[Records excerpted from a collection]
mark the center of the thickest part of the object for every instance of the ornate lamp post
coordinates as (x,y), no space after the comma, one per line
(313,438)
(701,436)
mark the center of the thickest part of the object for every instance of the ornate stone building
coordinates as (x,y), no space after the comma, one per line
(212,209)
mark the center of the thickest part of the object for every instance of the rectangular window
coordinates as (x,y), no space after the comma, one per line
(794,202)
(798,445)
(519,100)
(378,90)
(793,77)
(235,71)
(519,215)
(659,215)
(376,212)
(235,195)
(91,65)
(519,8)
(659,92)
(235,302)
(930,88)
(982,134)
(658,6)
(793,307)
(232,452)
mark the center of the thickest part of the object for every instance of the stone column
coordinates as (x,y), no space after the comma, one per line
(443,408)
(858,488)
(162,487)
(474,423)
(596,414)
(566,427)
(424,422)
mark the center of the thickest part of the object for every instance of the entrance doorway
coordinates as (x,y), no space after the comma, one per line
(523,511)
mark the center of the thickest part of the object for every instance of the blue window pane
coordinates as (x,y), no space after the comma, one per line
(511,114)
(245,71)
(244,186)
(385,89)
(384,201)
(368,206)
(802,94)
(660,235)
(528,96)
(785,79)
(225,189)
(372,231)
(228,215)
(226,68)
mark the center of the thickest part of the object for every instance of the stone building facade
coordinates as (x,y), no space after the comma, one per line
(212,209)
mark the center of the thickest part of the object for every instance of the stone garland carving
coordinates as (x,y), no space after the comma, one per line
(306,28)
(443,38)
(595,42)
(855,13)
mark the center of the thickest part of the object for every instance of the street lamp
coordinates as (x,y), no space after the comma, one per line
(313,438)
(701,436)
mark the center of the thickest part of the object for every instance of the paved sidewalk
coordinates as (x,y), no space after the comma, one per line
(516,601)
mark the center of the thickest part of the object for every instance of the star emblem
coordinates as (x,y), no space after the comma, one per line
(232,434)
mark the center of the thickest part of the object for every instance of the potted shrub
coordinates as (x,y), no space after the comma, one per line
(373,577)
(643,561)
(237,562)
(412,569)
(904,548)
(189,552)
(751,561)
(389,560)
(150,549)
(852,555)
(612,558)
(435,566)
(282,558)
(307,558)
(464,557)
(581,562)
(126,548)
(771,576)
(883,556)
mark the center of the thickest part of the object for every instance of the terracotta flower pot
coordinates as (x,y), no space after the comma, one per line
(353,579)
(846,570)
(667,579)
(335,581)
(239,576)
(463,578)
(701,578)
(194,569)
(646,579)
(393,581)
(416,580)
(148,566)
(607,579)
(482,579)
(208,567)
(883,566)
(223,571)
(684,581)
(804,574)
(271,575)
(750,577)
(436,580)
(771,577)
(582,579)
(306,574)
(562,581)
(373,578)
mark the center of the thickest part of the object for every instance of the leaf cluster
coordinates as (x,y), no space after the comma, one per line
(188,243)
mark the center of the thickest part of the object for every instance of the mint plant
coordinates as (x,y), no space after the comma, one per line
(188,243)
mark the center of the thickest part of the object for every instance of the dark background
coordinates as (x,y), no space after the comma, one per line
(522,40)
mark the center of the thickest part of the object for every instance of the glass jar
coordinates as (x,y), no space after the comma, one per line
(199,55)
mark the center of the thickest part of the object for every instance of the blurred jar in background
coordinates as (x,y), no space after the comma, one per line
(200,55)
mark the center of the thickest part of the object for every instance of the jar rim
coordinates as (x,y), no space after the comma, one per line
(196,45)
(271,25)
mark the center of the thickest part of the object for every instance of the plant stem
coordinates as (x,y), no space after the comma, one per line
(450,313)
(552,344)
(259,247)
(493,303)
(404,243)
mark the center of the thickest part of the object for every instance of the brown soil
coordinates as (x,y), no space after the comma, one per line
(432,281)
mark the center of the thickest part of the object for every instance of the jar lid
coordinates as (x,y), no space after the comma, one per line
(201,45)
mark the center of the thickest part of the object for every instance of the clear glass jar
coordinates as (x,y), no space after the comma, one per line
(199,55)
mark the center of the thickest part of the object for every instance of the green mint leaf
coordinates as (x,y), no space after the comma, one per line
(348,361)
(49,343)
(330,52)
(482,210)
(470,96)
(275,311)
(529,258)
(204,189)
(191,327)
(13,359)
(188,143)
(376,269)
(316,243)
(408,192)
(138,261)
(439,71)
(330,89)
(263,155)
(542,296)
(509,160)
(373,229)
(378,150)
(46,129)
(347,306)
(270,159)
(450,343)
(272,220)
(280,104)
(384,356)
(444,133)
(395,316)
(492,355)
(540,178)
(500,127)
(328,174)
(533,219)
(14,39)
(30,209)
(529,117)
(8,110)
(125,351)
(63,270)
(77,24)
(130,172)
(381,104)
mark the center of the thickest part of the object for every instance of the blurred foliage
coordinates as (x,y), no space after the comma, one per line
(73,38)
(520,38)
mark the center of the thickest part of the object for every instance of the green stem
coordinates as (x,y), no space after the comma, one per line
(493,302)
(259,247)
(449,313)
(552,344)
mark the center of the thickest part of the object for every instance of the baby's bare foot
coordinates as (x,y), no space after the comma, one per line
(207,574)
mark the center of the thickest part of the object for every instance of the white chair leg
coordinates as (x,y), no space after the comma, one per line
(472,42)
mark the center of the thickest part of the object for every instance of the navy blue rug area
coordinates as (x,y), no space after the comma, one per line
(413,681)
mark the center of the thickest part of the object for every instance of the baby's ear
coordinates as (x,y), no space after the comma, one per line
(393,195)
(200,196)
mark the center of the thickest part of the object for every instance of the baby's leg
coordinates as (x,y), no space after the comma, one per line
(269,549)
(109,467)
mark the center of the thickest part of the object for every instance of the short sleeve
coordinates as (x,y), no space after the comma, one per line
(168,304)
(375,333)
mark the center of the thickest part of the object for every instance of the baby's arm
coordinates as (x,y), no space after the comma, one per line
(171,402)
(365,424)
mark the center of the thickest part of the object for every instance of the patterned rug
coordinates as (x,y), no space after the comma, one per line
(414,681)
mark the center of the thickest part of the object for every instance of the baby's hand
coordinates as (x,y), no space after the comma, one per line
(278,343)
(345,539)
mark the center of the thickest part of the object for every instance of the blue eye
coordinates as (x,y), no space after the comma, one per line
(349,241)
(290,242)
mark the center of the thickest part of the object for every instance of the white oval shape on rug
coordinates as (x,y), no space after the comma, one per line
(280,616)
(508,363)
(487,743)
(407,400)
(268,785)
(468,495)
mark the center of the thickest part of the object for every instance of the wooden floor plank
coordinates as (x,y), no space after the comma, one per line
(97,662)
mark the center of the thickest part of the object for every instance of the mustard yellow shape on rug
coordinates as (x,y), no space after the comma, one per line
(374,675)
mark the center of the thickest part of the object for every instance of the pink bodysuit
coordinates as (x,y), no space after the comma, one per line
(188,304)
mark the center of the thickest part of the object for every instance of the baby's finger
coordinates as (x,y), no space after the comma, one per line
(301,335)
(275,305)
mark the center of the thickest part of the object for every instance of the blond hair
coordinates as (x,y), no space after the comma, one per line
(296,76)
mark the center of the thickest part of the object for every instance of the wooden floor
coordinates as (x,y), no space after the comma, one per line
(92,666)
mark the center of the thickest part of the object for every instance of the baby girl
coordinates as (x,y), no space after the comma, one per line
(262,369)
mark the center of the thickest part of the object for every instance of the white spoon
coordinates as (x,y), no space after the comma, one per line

• Action item:
Could you restate every record word for word?

• Result below:
mark the center of the thickest part of the object for every instance of the ornate lamp post
coordinates as (x,y), no space after the comma, one per line
(313,438)
(701,436)
mark the center of the thickest part of the object for every instance of the ornate stone building
coordinates as (x,y), no space after the comma, one per line
(212,209)
mark the center of the thickest part of the object for every instance of the rectangular window
coordinates as (x,y), no space after the comma, one per line
(794,202)
(798,445)
(519,100)
(378,90)
(793,77)
(235,71)
(519,215)
(659,215)
(376,212)
(235,195)
(91,65)
(519,8)
(659,92)
(235,302)
(930,88)
(982,134)
(658,6)
(793,307)
(232,452)
mark the center of the thickest part of the object for every instance of the stone column
coordinates as (x,y), no space after the comma, one per line
(443,408)
(858,488)
(162,487)
(474,423)
(596,414)
(566,427)
(424,422)
mark the center of the thickest part of the object for every instance of the entrance doorway
coordinates as (x,y), no space after the comma, one per line
(523,511)
mark the center of the thickest part of the object for every instance of the blue window pane
coordinates as (x,y), no space after the comma, one per line
(511,114)
(245,71)
(244,186)
(385,89)
(384,201)
(368,206)
(802,94)
(660,235)
(528,96)
(785,79)
(225,189)
(372,231)
(228,215)
(226,68)
mark the center of the thickest part of the object for every instance of the stone building facade
coordinates as (x,y), no space after the comma, one per line
(212,209)
mark the center of the thickest part of the object for every instance of the stone garland carving
coordinates as (x,y), no space after the comma, one per line
(306,28)
(443,38)
(595,42)
(855,13)
mark the center of the thickest part of the object for every instance of the street lamp
coordinates as (x,y), no space after the comma, one per line
(313,438)
(701,436)
mark the center of the thickest part of the object for every instance of the paved sidewalk
coordinates as (x,y), no space after the comma, one per line
(516,601)
mark the center of the thickest part of the object for every instance of the star emblem
coordinates as (x,y), no space after the comma, one per line
(232,434)
mark the center of the thickest part of the object for every instance of the potted shrub
coordinates as (x,y), no space after the comma, one per line
(373,577)
(643,561)
(237,562)
(412,569)
(904,548)
(189,552)
(751,561)
(389,560)
(150,549)
(852,555)
(612,558)
(435,566)
(282,558)
(307,558)
(464,557)
(581,562)
(126,548)
(771,576)
(883,556)
mark the center of the thickest part of the object for every instance of the terracotta flower pot
coordinates as (x,y), no space after the comma, one per line
(353,579)
(846,570)
(667,579)
(335,581)
(239,576)
(463,578)
(701,578)
(194,569)
(646,579)
(393,581)
(416,580)
(148,566)
(607,579)
(482,579)
(208,567)
(883,566)
(223,571)
(684,581)
(804,574)
(271,575)
(750,577)
(436,580)
(771,577)
(582,579)
(306,574)
(562,581)
(373,578)
mark the center of the thickest part of the object for every instance of the leaf cluster
coordinates as (x,y), no space after the comma, one per line
(188,243)
mark the center of the thickest part of the object for every instance of the mint plant
coordinates as (x,y), no space after the comma, one per line
(188,243)
mark the center of the thickest part of the object for every instance of the dark background
coordinates as (x,y), no space after the comma, one per line
(522,40)
mark the center of the thickest part of the object for every instance of the glass jar
coordinates as (x,y), no space after the comma, one per line
(199,55)
mark the center of the thickest part of the object for every instance of the blurred jar in background
coordinates as (x,y), no space after the comma, one per line
(200,55)
mark the center of the thickest part of the object for every instance of the jar rim
coordinates as (x,y), no space after the comma, one per line
(196,45)
(271,25)
mark the center of the thickest part of the object for every instance of the plant stem
coordinates as (x,y), no space after the comma, one per line
(450,313)
(552,344)
(259,247)
(493,303)
(404,243)
mark the center of the thickest part of the object for every instance of the brown soil
coordinates as (x,y), no space after the comma, one per line
(432,281)
mark the center of the thickest part of the object for every instance of the jar lid
coordinates as (x,y), no space after the comma, one per line
(201,45)
mark the center of the thickest part of the object for every instance of the clear glass jar
coordinates as (x,y), no space after the comma, one per line
(199,55)
mark the center of the thickest part of the object for every instance of the green mint leaf
coordinates as (x,y), no space after the comma, one per line
(348,361)
(49,343)
(330,52)
(482,210)
(470,96)
(275,311)
(529,258)
(204,189)
(191,327)
(13,359)
(188,143)
(376,269)
(316,243)
(408,192)
(138,261)
(439,71)
(330,89)
(263,155)
(542,296)
(509,160)
(373,229)
(378,150)
(46,129)
(347,306)
(270,159)
(450,343)
(272,220)
(280,104)
(384,356)
(444,133)
(395,316)
(492,355)
(540,178)
(500,127)
(328,174)
(533,219)
(14,39)
(30,209)
(529,117)
(8,110)
(125,351)
(63,270)
(77,24)
(130,172)
(381,104)
mark the center of the thickest part of the object for every instance of the blurred foliage
coordinates as (x,y), no space after the comma, one per line
(73,38)
(520,38)
mark the center of the thickest part of the object for every instance of the green stem
coordinates as (x,y), no space after the comma, one per line
(493,302)
(259,247)
(449,313)
(552,344)
mark the center of the thickest part of the object for every instance of the baby's bare foot
coordinates as (x,y), no space after the comma, one per line
(207,574)
mark the center of the thickest part of the object for every instance of the white chair leg
coordinates as (x,y), no space after the comma, one per line
(472,42)
mark the center of the thickest part of the object for every instance of the navy blue rug area
coordinates as (x,y), no space after the comma, one per line
(413,681)
mark the center of the thickest part of the object for every instance of the baby's ear
coordinates as (x,y), no space after the comma, one per line
(393,195)
(200,196)
mark the center of the thickest part of the object for every instance of the baby's leg
coordinates as (x,y), no space after the comma, one per line
(269,549)
(109,467)
mark the center of the thickest part of the object for every instance of the short sleeve
coordinates as (x,y), no space after the comma, one per line
(168,304)
(375,333)
mark the center of the thickest part of the object for every instance of the baby's arm
coordinates as (x,y), no space after the comma, one per line
(171,402)
(365,424)
mark the center of the thickest part of the object for every instance of the patterned rug
coordinates as (x,y), no space after the comma, one per line
(414,681)
mark the center of the thickest part of the object for every instance of the baby's hand
coordinates as (x,y), no space after the comma, one per line
(278,343)
(345,539)
mark the center of the thickest part of the object for every instance of the blue eye
coordinates as (x,y), no space after the comma, one per line
(349,241)
(290,242)
mark the center of the thickest part of the object for every instance of the white oval shape on rug
coordinates as (x,y), no space after the comma, one per line
(280,616)
(508,363)
(487,743)
(407,400)
(268,785)
(468,495)
mark the center of the thickest part of the object for every instance of the wooden floor plank
coordinates as (x,y), no space after the comma, one per line
(97,662)
mark the center of the thickest part of the object for every instance of the mustard yellow shape on rug
coordinates as (x,y), no space after the comma, one per line
(374,675)
mark the center of the thickest part of the object for every instance of the pink bodysuit
coordinates as (x,y), no space after the comma, one per line
(188,304)
mark the center of the thickest part of the object for every instance of the baby's finger
coordinates as (x,y), no space after the comma, one per line
(301,335)
(275,305)
mark the center of the thickest part of the object for every instance of the blond hair
coordinates as (x,y), no space after the comma, one per line
(296,76)
mark the center of the thickest part of the object for every instance of the wooden floor
coordinates as (x,y), no space after the comma, one per line
(92,666)
mark the center of the thickest part of the object for every instance of the baby girl
coordinates as (x,y), no space after the comma, one per line
(262,369)
mark the center of the thickest part of the object for every instance of the white spoon
coordinates as (x,y), no space after the comma, one per line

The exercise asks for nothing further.